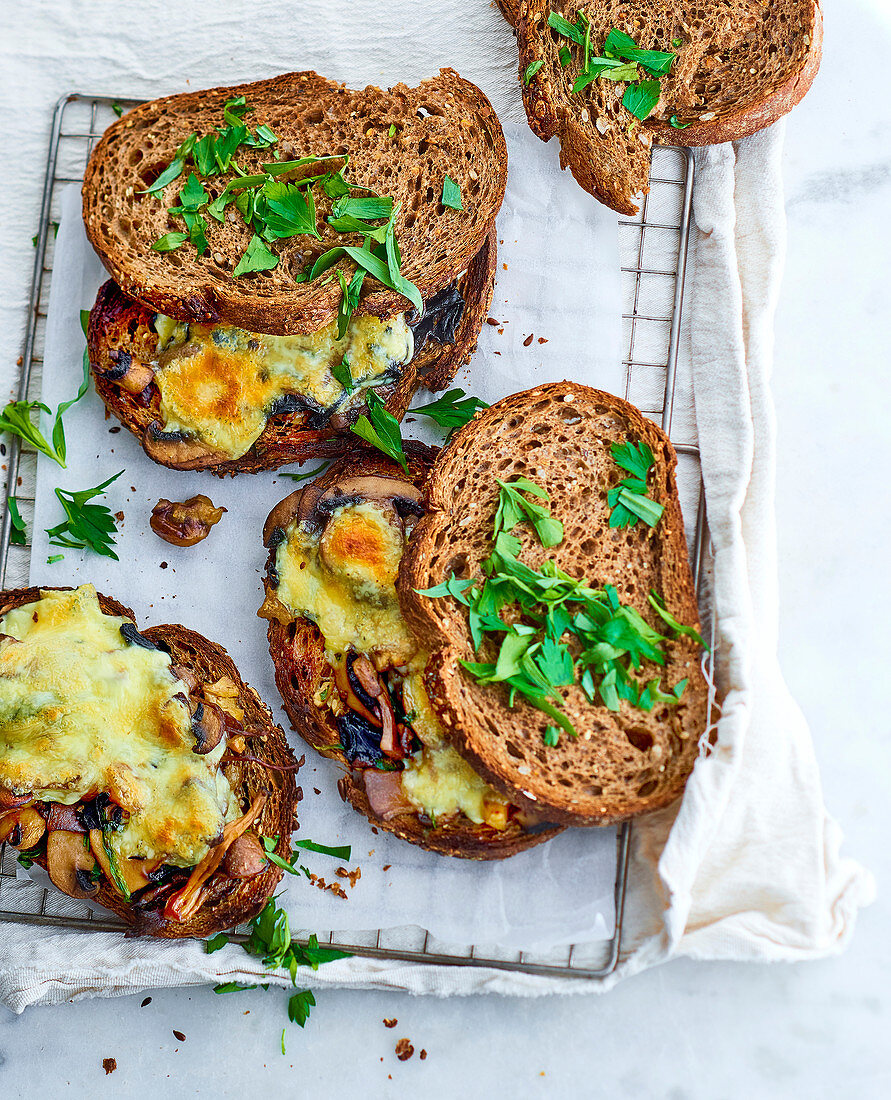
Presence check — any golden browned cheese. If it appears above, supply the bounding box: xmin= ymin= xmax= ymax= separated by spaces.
xmin=276 ymin=501 xmax=508 ymax=828
xmin=155 ymin=314 xmax=415 ymax=459
xmin=0 ymin=584 xmax=241 ymax=867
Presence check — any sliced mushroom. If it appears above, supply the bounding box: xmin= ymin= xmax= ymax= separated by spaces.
xmin=87 ymin=828 xmax=158 ymax=897
xmin=171 ymin=664 xmax=200 ymax=693
xmin=0 ymin=806 xmax=46 ymax=849
xmin=142 ymin=420 xmax=229 ymax=470
xmin=46 ymin=802 xmax=87 ymax=835
xmin=98 ymin=348 xmax=155 ymax=394
xmin=46 ymin=829 xmax=99 ymax=898
xmin=223 ymin=833 xmax=268 ymax=879
xmin=408 ymin=283 xmax=464 ymax=355
xmin=149 ymin=494 xmax=228 ymax=547
xmin=191 ymin=702 xmax=226 ymax=756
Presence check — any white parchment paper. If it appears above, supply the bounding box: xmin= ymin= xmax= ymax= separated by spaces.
xmin=31 ymin=123 xmax=624 ymax=947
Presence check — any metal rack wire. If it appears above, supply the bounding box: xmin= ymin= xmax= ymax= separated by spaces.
xmin=0 ymin=94 xmax=714 ymax=979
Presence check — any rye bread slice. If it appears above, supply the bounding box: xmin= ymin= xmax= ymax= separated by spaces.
xmin=84 ymin=69 xmax=507 ymax=336
xmin=501 ymin=0 xmax=823 ymax=215
xmin=87 ymin=229 xmax=497 ymax=476
xmin=264 ymin=441 xmax=560 ymax=859
xmin=0 ymin=585 xmax=296 ymax=939
xmin=397 ymin=382 xmax=708 ymax=825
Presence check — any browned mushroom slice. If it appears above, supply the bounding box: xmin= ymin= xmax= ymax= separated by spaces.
xmin=149 ymin=494 xmax=227 ymax=547
xmin=223 ymin=833 xmax=267 ymax=879
xmin=46 ymin=829 xmax=99 ymax=898
xmin=263 ymin=474 xmax=424 ymax=547
xmin=0 ymin=806 xmax=46 ymax=849
xmin=142 ymin=420 xmax=228 ymax=470
xmin=191 ymin=702 xmax=226 ymax=756
xmin=98 ymin=348 xmax=155 ymax=394
xmin=81 ymin=828 xmax=158 ymax=897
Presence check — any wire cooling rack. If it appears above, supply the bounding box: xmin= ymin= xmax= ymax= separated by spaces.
xmin=0 ymin=94 xmax=714 ymax=979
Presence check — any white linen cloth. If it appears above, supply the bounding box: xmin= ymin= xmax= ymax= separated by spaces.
xmin=0 ymin=4 xmax=873 ymax=1011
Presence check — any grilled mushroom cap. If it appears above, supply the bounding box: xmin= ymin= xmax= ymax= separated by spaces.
xmin=142 ymin=420 xmax=229 ymax=470
xmin=46 ymin=829 xmax=99 ymax=898
xmin=263 ymin=474 xmax=424 ymax=547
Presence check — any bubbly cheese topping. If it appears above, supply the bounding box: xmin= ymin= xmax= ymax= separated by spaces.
xmin=0 ymin=584 xmax=241 ymax=867
xmin=153 ymin=314 xmax=415 ymax=459
xmin=275 ymin=501 xmax=415 ymax=660
xmin=275 ymin=501 xmax=508 ymax=828
xmin=403 ymin=672 xmax=508 ymax=828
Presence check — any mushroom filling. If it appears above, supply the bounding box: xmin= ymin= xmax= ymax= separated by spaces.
xmin=0 ymin=585 xmax=265 ymax=919
xmin=261 ymin=486 xmax=516 ymax=831
xmin=151 ymin=314 xmax=415 ymax=459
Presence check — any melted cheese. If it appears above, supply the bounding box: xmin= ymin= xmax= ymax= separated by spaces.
xmin=275 ymin=501 xmax=415 ymax=659
xmin=403 ymin=668 xmax=508 ymax=828
xmin=275 ymin=501 xmax=508 ymax=828
xmin=153 ymin=314 xmax=415 ymax=459
xmin=0 ymin=584 xmax=241 ymax=867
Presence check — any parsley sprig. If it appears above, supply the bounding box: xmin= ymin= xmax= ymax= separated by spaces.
xmin=418 ymin=477 xmax=704 ymax=746
xmin=46 ymin=470 xmax=123 ymax=561
xmin=0 ymin=309 xmax=90 ymax=470
xmin=205 ymin=897 xmax=350 ymax=1054
xmin=606 ymin=440 xmax=666 ymax=527
xmin=411 ymin=387 xmax=488 ymax=431
xmin=545 ymin=11 xmax=677 ymax=124
xmin=350 ymin=389 xmax=408 ymax=473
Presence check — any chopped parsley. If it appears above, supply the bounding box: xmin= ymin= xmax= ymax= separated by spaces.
xmin=411 ymin=388 xmax=488 ymax=431
xmin=46 ymin=470 xmax=123 ymax=561
xmin=606 ymin=440 xmax=666 ymax=527
xmin=140 ymin=96 xmax=422 ymax=338
xmin=545 ymin=18 xmax=679 ymax=125
xmin=350 ymin=389 xmax=408 ymax=473
xmin=418 ymin=475 xmax=702 ymax=746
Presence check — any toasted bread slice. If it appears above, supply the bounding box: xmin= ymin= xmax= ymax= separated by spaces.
xmin=398 ymin=382 xmax=708 ymax=825
xmin=0 ymin=587 xmax=296 ymax=938
xmin=261 ymin=442 xmax=560 ymax=859
xmin=87 ymin=229 xmax=497 ymax=475
xmin=510 ymin=0 xmax=823 ymax=215
xmin=84 ymin=69 xmax=507 ymax=336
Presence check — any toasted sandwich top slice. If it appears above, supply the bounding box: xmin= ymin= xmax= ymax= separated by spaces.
xmin=84 ymin=69 xmax=507 ymax=336
xmin=510 ymin=0 xmax=823 ymax=215
xmin=398 ymin=382 xmax=708 ymax=825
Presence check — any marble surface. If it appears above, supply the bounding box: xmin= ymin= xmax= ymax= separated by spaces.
xmin=0 ymin=0 xmax=891 ymax=1100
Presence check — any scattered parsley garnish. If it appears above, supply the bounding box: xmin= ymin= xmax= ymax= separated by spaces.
xmin=350 ymin=389 xmax=408 ymax=473
xmin=7 ymin=496 xmax=28 ymax=547
xmin=46 ymin=470 xmax=123 ymax=561
xmin=442 ymin=176 xmax=464 ymax=210
xmin=606 ymin=440 xmax=666 ymax=527
xmin=0 ymin=309 xmax=90 ymax=470
xmin=523 ymin=57 xmax=545 ymax=88
xmin=146 ymin=96 xmax=424 ymax=338
xmin=205 ymin=897 xmax=350 ymax=1054
xmin=418 ymin=475 xmax=701 ymax=746
xmin=411 ymin=388 xmax=488 ymax=431
xmin=278 ymin=462 xmax=331 ymax=481
xmin=547 ymin=11 xmax=678 ymax=124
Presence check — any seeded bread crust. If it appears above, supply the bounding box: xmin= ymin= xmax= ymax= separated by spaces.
xmin=0 ymin=585 xmax=296 ymax=939
xmin=84 ymin=69 xmax=507 ymax=336
xmin=264 ymin=441 xmax=561 ymax=859
xmin=398 ymin=382 xmax=708 ymax=825
xmin=510 ymin=0 xmax=823 ymax=215
xmin=87 ymin=229 xmax=497 ymax=476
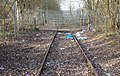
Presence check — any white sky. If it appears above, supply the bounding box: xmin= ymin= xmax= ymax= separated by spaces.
xmin=60 ymin=0 xmax=84 ymax=11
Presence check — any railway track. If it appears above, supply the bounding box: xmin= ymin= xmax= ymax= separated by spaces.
xmin=37 ymin=31 xmax=98 ymax=76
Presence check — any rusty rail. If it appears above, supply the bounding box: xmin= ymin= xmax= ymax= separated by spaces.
xmin=36 ymin=31 xmax=58 ymax=76
xmin=73 ymin=36 xmax=99 ymax=76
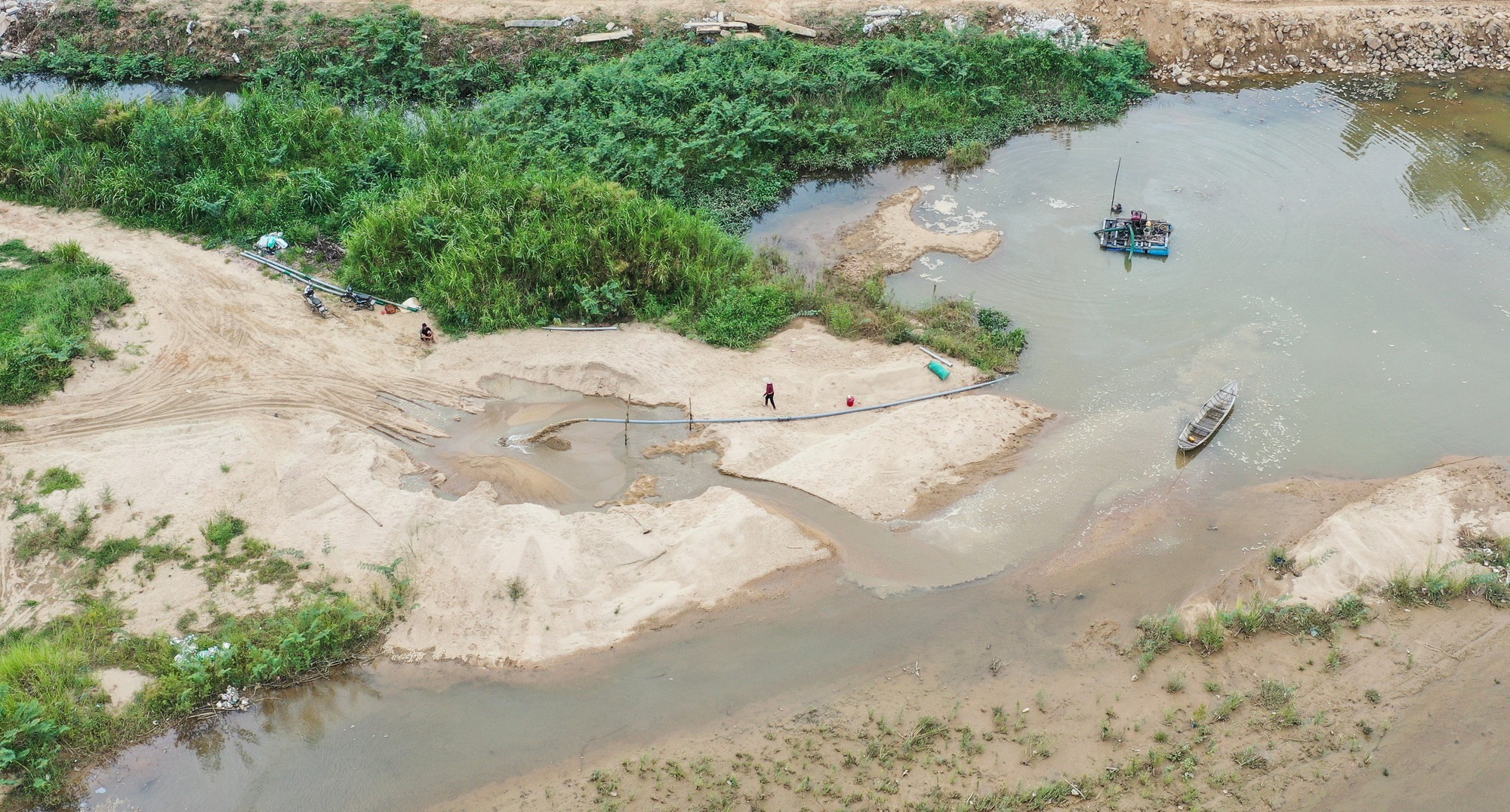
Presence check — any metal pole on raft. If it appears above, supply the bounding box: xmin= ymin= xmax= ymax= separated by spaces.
xmin=1111 ymin=158 xmax=1122 ymax=214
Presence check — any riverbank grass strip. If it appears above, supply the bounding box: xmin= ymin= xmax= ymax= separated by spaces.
xmin=0 ymin=240 xmax=131 ymax=404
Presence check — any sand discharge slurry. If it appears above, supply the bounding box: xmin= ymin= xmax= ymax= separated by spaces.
xmin=0 ymin=71 xmax=1492 ymax=809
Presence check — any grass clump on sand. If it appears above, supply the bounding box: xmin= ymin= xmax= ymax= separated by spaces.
xmin=1134 ymin=592 xmax=1383 ymax=670
xmin=0 ymin=238 xmax=131 ymax=404
xmin=479 ymin=32 xmax=1149 ymax=229
xmin=944 ymin=140 xmax=991 ymax=172
xmin=0 ymin=592 xmax=388 ymax=801
xmin=791 ymin=263 xmax=1027 ymax=373
xmin=36 ymin=465 xmax=85 ymax=497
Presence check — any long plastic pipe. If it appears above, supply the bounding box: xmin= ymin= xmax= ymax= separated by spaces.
xmin=242 ymin=251 xmax=420 ymax=312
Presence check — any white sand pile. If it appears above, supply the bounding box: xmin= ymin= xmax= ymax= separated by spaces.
xmin=0 ymin=417 xmax=827 ymax=664
xmin=0 ymin=198 xmax=1049 ymax=663
xmin=1290 ymin=459 xmax=1510 ymax=605
xmin=834 ymin=186 xmax=1001 ymax=279
xmin=421 ymin=321 xmax=1052 ymax=519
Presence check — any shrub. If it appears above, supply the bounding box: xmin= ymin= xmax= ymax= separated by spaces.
xmin=1196 ymin=613 xmax=1226 ymax=655
xmin=199 ymin=510 xmax=248 ymax=554
xmin=944 ymin=140 xmax=991 ymax=172
xmin=693 ymin=284 xmax=791 ymax=347
xmin=1137 ymin=613 xmax=1188 ymax=672
xmin=341 ymin=171 xmax=761 ymax=335
xmin=36 ymin=465 xmax=85 ymax=497
xmin=0 ymin=238 xmax=131 ymax=403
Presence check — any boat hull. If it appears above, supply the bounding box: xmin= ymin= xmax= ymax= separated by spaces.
xmin=1175 ymin=380 xmax=1237 ymax=451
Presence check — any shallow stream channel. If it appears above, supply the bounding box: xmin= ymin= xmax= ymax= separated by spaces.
xmin=86 ymin=74 xmax=1510 ymax=810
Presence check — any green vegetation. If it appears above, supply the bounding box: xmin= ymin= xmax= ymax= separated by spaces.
xmin=0 ymin=480 xmax=393 ymax=801
xmin=0 ymin=17 xmax=1148 ymax=364
xmin=944 ymin=140 xmax=991 ymax=172
xmin=1134 ymin=592 xmax=1383 ymax=667
xmin=479 ymin=32 xmax=1148 ymax=229
xmin=36 ymin=465 xmax=85 ymax=497
xmin=346 ymin=168 xmax=761 ymax=335
xmin=0 ymin=592 xmax=388 ymax=800
xmin=0 ymin=238 xmax=131 ymax=404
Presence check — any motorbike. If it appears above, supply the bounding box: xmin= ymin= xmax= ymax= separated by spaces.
xmin=304 ymin=279 xmax=331 ymax=318
xmin=341 ymin=285 xmax=376 ymax=309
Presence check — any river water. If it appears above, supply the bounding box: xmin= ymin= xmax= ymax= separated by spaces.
xmin=79 ymin=75 xmax=1510 ymax=810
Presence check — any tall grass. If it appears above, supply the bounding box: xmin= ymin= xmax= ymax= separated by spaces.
xmin=479 ymin=32 xmax=1149 ymax=231
xmin=0 ymin=240 xmax=131 ymax=403
xmin=0 ymin=592 xmax=388 ymax=801
xmin=343 ymin=166 xmax=767 ymax=332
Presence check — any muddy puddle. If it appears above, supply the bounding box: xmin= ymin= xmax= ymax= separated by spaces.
xmin=390 ymin=377 xmax=1027 ymax=596
xmin=89 ymin=74 xmax=1510 ymax=810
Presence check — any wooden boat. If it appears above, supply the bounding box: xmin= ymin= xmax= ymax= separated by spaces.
xmin=1095 ymin=211 xmax=1175 ymax=257
xmin=1175 ymin=380 xmax=1237 ymax=451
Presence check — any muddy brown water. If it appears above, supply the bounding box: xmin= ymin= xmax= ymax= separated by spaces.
xmin=86 ymin=74 xmax=1510 ymax=810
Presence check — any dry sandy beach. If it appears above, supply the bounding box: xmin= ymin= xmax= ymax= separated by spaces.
xmin=0 ymin=156 xmax=1510 ymax=809
xmin=0 ymin=196 xmax=1049 ymax=664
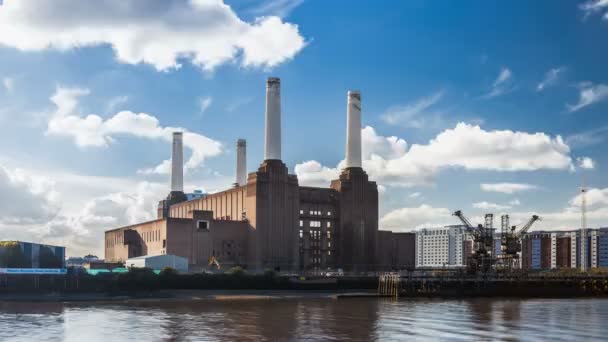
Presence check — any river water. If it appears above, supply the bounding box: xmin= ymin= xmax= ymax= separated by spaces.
xmin=0 ymin=298 xmax=608 ymax=342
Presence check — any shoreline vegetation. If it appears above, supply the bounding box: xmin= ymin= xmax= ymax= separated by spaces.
xmin=0 ymin=268 xmax=608 ymax=303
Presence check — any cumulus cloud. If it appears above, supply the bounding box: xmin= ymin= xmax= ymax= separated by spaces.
xmin=39 ymin=182 xmax=167 ymax=255
xmin=250 ymin=0 xmax=304 ymax=18
xmin=296 ymin=123 xmax=572 ymax=186
xmin=473 ymin=201 xmax=511 ymax=211
xmin=294 ymin=160 xmax=340 ymax=187
xmin=408 ymin=192 xmax=422 ymax=198
xmin=485 ymin=67 xmax=513 ymax=98
xmin=576 ymin=157 xmax=595 ymax=169
xmin=106 ymin=95 xmax=129 ymax=113
xmin=481 ymin=183 xmax=538 ymax=194
xmin=0 ymin=0 xmax=306 ymax=71
xmin=579 ymin=0 xmax=608 ymax=20
xmin=509 ymin=198 xmax=521 ymax=207
xmin=566 ymin=82 xmax=608 ymax=112
xmin=380 ymin=188 xmax=608 ymax=231
xmin=0 ymin=165 xmax=59 ymax=225
xmin=46 ymin=87 xmax=223 ymax=174
xmin=536 ymin=67 xmax=565 ymax=91
xmin=198 ymin=96 xmax=213 ymax=113
xmin=382 ymin=91 xmax=443 ymax=128
xmin=380 ymin=204 xmax=454 ymax=231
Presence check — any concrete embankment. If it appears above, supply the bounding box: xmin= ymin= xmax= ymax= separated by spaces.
xmin=0 ymin=290 xmax=377 ymax=304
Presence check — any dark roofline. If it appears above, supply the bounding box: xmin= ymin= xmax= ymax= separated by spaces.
xmin=104 ymin=218 xmax=167 ymax=233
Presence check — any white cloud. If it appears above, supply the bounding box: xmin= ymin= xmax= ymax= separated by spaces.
xmin=576 ymin=157 xmax=595 ymax=169
xmin=509 ymin=198 xmax=521 ymax=207
xmin=294 ymin=160 xmax=340 ymax=187
xmin=46 ymin=87 xmax=223 ymax=173
xmin=226 ymin=97 xmax=253 ymax=113
xmin=0 ymin=0 xmax=306 ymax=71
xmin=566 ymin=82 xmax=608 ymax=112
xmin=106 ymin=95 xmax=129 ymax=113
xmin=0 ymin=165 xmax=59 ymax=224
xmin=382 ymin=91 xmax=443 ymax=128
xmin=296 ymin=123 xmax=572 ymax=186
xmin=481 ymin=183 xmax=538 ymax=194
xmin=2 ymin=77 xmax=15 ymax=93
xmin=198 ymin=96 xmax=213 ymax=113
xmin=380 ymin=204 xmax=455 ymax=231
xmin=39 ymin=182 xmax=167 ymax=255
xmin=485 ymin=67 xmax=513 ymax=98
xmin=380 ymin=188 xmax=608 ymax=231
xmin=579 ymin=0 xmax=608 ymax=20
xmin=250 ymin=0 xmax=304 ymax=18
xmin=536 ymin=67 xmax=565 ymax=91
xmin=473 ymin=201 xmax=511 ymax=210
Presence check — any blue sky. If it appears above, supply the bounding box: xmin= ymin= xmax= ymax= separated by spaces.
xmin=0 ymin=0 xmax=608 ymax=254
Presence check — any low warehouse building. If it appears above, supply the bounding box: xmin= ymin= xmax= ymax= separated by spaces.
xmin=125 ymin=254 xmax=188 ymax=272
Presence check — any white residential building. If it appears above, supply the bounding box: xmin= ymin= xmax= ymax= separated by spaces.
xmin=416 ymin=226 xmax=471 ymax=267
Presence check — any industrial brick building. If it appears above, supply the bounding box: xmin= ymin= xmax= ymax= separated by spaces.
xmin=522 ymin=228 xmax=608 ymax=270
xmin=105 ymin=78 xmax=414 ymax=271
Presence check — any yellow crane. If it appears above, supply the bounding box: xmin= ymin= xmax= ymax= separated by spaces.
xmin=209 ymin=255 xmax=222 ymax=271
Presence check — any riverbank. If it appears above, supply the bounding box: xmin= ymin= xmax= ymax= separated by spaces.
xmin=0 ymin=289 xmax=377 ymax=303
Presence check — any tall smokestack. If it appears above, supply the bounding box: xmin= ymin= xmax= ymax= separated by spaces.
xmin=264 ymin=77 xmax=281 ymax=160
xmin=171 ymin=132 xmax=184 ymax=192
xmin=346 ymin=90 xmax=361 ymax=168
xmin=236 ymin=139 xmax=247 ymax=186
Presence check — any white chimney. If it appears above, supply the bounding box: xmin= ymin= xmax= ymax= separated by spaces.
xmin=236 ymin=139 xmax=247 ymax=186
xmin=346 ymin=90 xmax=361 ymax=168
xmin=264 ymin=77 xmax=281 ymax=160
xmin=171 ymin=132 xmax=184 ymax=192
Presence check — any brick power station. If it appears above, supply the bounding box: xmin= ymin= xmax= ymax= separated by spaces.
xmin=105 ymin=78 xmax=415 ymax=272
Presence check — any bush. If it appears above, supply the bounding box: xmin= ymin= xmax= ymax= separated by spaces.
xmin=264 ymin=268 xmax=277 ymax=278
xmin=159 ymin=266 xmax=177 ymax=277
xmin=226 ymin=266 xmax=245 ymax=276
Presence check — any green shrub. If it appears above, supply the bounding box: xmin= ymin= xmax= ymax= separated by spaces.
xmin=226 ymin=266 xmax=246 ymax=276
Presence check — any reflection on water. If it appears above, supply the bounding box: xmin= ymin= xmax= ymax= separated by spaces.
xmin=0 ymin=298 xmax=608 ymax=342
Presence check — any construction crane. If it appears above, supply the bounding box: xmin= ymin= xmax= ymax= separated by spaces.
xmin=499 ymin=215 xmax=541 ymax=268
xmin=209 ymin=255 xmax=222 ymax=271
xmin=453 ymin=210 xmax=496 ymax=274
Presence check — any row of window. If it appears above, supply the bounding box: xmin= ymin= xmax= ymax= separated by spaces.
xmin=300 ymin=209 xmax=331 ymax=216
xmin=300 ymin=229 xmax=331 ymax=240
xmin=300 ymin=220 xmax=331 ymax=228
xmin=141 ymin=230 xmax=160 ymax=242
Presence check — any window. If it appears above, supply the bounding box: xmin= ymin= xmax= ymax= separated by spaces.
xmin=196 ymin=220 xmax=209 ymax=231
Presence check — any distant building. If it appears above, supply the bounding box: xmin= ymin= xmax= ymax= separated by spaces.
xmin=415 ymin=225 xmax=472 ymax=267
xmin=65 ymin=254 xmax=104 ymax=268
xmin=521 ymin=228 xmax=608 ymax=270
xmin=186 ymin=190 xmax=207 ymax=201
xmin=125 ymin=254 xmax=188 ymax=272
xmin=0 ymin=241 xmax=65 ymax=269
xmin=378 ymin=230 xmax=416 ymax=271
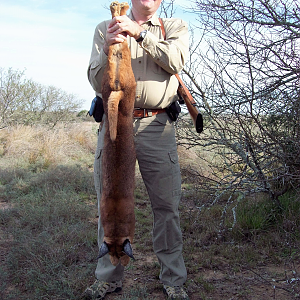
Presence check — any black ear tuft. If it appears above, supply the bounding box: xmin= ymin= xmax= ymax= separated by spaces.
xmin=123 ymin=239 xmax=134 ymax=259
xmin=97 ymin=242 xmax=109 ymax=259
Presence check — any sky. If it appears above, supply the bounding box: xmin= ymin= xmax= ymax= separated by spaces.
xmin=0 ymin=0 xmax=191 ymax=110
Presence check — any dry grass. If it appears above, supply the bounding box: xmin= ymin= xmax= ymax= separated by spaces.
xmin=0 ymin=122 xmax=97 ymax=169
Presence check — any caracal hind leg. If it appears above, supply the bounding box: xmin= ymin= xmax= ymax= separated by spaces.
xmin=110 ymin=1 xmax=121 ymax=18
xmin=120 ymin=2 xmax=129 ymax=16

__________

Work to do
Repeat the rows between the line containing "Presence check — any riverbank." and the line containing "xmin=196 ymin=220 xmax=209 ymax=231", inclusive, swapping every "supply" for "provide" and leaving everything else unchanged.

Answer to this problem
Presence check — any riverbank. If it appears above, provide the bounding box: xmin= ymin= xmax= ymax= separated by spaces.
xmin=0 ymin=289 xmax=377 ymax=303
Presence check — any tall smokestack. If it appears above, provide the bounding box: xmin= ymin= xmax= ymax= separated by spaces.
xmin=264 ymin=77 xmax=281 ymax=160
xmin=171 ymin=132 xmax=184 ymax=192
xmin=346 ymin=90 xmax=361 ymax=168
xmin=236 ymin=139 xmax=247 ymax=186
Presence check — any white chimney. If it appears above, provide the bounding box: xmin= ymin= xmax= ymax= separated by spaces.
xmin=236 ymin=139 xmax=247 ymax=186
xmin=346 ymin=90 xmax=361 ymax=168
xmin=264 ymin=77 xmax=281 ymax=160
xmin=171 ymin=132 xmax=184 ymax=192
Presence check — any brick power station. If it appears above, provide the bounding box: xmin= ymin= xmax= ymax= separated by spaces.
xmin=105 ymin=78 xmax=415 ymax=272
Presence check — any bush. If it appears above, provide the bounding box: xmin= ymin= xmax= ymax= separated by spaces.
xmin=264 ymin=268 xmax=277 ymax=278
xmin=159 ymin=266 xmax=177 ymax=277
xmin=226 ymin=266 xmax=245 ymax=276
Presence check — any green shrub. If it appears above, provide the bounding box: xmin= ymin= xmax= ymax= separated by spaces.
xmin=226 ymin=266 xmax=246 ymax=276
Presence check — any reflection on water. If it appears above, provide the bounding box: xmin= ymin= xmax= ymax= separated by spaces.
xmin=0 ymin=298 xmax=608 ymax=342
Presence check — any construction crane. If it appears above, provide the bounding box: xmin= ymin= xmax= ymax= separated by spaces.
xmin=499 ymin=215 xmax=541 ymax=268
xmin=209 ymin=255 xmax=222 ymax=271
xmin=453 ymin=210 xmax=496 ymax=274
Presence check — any row of window. If it appears above, provide the bounding box: xmin= ymin= xmax= ymax= separated by spaces.
xmin=300 ymin=209 xmax=331 ymax=216
xmin=300 ymin=229 xmax=331 ymax=240
xmin=300 ymin=220 xmax=331 ymax=228
xmin=141 ymin=230 xmax=160 ymax=242
Presence check — any window. If it appears above, provide the bounding box: xmin= ymin= xmax= ymax= separated by spaces.
xmin=196 ymin=220 xmax=209 ymax=231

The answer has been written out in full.